*** Begin section ***

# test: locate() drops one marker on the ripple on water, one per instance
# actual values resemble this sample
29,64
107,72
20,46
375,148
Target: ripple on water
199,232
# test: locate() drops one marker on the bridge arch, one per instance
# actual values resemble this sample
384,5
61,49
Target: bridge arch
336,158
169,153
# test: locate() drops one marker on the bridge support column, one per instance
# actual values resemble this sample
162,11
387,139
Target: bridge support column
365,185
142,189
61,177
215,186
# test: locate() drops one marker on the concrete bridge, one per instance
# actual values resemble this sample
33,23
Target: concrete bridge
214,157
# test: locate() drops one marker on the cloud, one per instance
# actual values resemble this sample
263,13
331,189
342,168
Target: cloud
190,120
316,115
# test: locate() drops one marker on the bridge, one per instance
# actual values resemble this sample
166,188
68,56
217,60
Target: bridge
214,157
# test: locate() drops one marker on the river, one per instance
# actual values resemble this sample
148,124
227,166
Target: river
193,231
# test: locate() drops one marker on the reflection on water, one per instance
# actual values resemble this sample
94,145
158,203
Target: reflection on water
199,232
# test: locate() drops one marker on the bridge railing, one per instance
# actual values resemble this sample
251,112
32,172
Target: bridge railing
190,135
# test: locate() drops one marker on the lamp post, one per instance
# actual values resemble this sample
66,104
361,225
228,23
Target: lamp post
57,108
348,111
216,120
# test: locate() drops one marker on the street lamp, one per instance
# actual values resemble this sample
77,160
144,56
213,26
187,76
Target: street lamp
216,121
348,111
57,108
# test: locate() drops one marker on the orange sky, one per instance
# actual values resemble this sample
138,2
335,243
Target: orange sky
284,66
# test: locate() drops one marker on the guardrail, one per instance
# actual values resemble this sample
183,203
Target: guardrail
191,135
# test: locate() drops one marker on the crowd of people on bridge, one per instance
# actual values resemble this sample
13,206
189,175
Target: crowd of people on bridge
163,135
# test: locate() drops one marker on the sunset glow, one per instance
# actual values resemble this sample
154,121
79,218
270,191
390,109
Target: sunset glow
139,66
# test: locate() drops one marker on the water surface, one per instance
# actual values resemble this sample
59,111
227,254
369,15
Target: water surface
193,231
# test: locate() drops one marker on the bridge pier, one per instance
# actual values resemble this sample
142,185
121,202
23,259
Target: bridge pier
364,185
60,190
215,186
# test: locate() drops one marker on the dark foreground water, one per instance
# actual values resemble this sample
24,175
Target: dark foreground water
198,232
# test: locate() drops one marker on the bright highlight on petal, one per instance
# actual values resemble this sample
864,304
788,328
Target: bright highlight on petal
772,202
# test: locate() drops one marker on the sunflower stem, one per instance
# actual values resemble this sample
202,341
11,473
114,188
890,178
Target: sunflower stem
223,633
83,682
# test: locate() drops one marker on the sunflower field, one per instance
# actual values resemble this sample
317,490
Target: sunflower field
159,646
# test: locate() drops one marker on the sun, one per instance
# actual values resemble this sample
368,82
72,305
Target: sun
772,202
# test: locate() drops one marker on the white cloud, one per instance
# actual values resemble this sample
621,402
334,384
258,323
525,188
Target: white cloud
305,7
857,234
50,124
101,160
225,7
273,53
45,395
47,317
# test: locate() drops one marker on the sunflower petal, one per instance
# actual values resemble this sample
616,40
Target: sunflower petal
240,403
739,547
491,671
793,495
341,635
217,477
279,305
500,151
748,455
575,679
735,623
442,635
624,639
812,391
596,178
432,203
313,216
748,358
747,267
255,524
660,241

*** End section ***

What you need to do:
Each of the lines above must appear again, unchanged.

Task result:
# test: locate() drops one marker on the ripple on water, one per instance
# actual values resemble this sample
29,64
107,72
20,46
375,148
Target: ripple on water
199,232
# test: locate() drops one marker on the bridge arch, one per instance
# actual values resemble this sample
384,5
61,49
Target: bridge arch
336,158
169,153
# test: locate() drops one marker on the bridge support column, one per instance
# actual values resemble this sample
162,11
387,139
Target: bridge support column
365,185
142,189
61,177
215,186
# test: locate() drops one marker on the concrete bridge, one per instance
# actual values resemble this sample
33,23
Target: concrete bridge
214,157
# test: locate() drops one marker on the cloud, one per instance
# actual values resemble this sample
263,13
331,189
342,168
Target: cloud
190,120
316,115
# test: locate() drops one marker on the bridge, one per instance
# actual values resemble this sample
166,188
68,56
217,60
Target: bridge
214,157
# test: locate() drops one marker on the river, one per instance
# actual values resemble this sample
148,124
227,166
Target: river
193,231
# test: locate() drops one marker on the reflection on water, one per instance
# actual values resemble this sample
94,145
158,203
Target: reflection on water
199,232
# test: locate() drops one marker on the bridge railing, one per instance
# actual values resemble this sample
251,112
32,172
Target: bridge railing
190,135
# test: locate() drops one marker on the lamp post, one per instance
# actual values resemble this sample
66,104
361,225
228,23
Target: lamp post
57,108
348,111
216,120
# test: locate() drops one marker on the street lamp, one per instance
# actual values resemble this sample
77,160
144,56
213,26
187,76
Target: street lamp
216,121
348,111
57,108
# test: locate() drops one marker on the orange sky, one per instance
# actual values resemble this sample
138,2
335,243
Target: orange sky
284,66
# test: locate() drops one marker on the guardrail, one per instance
# actual values resemble this sample
183,203
Target: guardrail
191,135
# test: locate() drops one marker on the crowd of people on bridge, one per instance
# actual values resemble this sample
13,206
189,175
Target: crowd of people on bridge
163,135
# test: locate() drops one marker on the sunset glow, one per instance
# actual values resemble this sample
154,121
79,218
270,191
390,109
Target: sunset glow
139,66
# test: locate() drops one marker on the water surface, one per instance
# actual values resemble this sample
59,111
227,254
369,15
Target: water surface
193,231
# test: locate() drops one marker on the bridge pier, one per instance
# actual values resemble this sample
142,185
121,202
23,259
Target: bridge pier
364,185
60,190
215,186
# test: locate() drops one marker on the dark foreground water, one per instance
# actual values resemble this sample
24,175
Target: dark foreground water
198,232
# test: locate() drops one marker on the bright highlight on petal, one per instance
# actual values resemble this sample
864,304
788,328
Target: bright highlight on petal
772,202
# test: locate() drops one marker on the sunflower stem, one per instance
# actual values resemble this sample
202,341
11,473
114,188
890,178
Target: sunflower stem
223,633
83,682
# test: locate() drops one marker on the sunflower field, one per instance
# actual values resemble this sample
317,490
Target: sunflower field
159,646
# test: locate() drops one marker on the sun, one per instance
# actual values resemble this sample
368,82
72,305
Target: sun
772,202
# test: locate() drops one marker on the white cloud, one per instance
# actual values resemble this sample
621,402
334,384
258,323
525,188
Target: white cloud
305,7
857,234
50,124
101,160
225,7
273,53
45,395
47,317
# test: locate() drops one marker on the sunflower petal, one per instance
# actual values resemble this sample
616,40
Target: sunflower petal
240,403
739,547
491,671
793,495
341,635
217,477
279,305
500,151
748,455
575,679
735,623
442,635
624,639
812,391
596,178
432,203
313,216
748,358
747,267
255,524
660,241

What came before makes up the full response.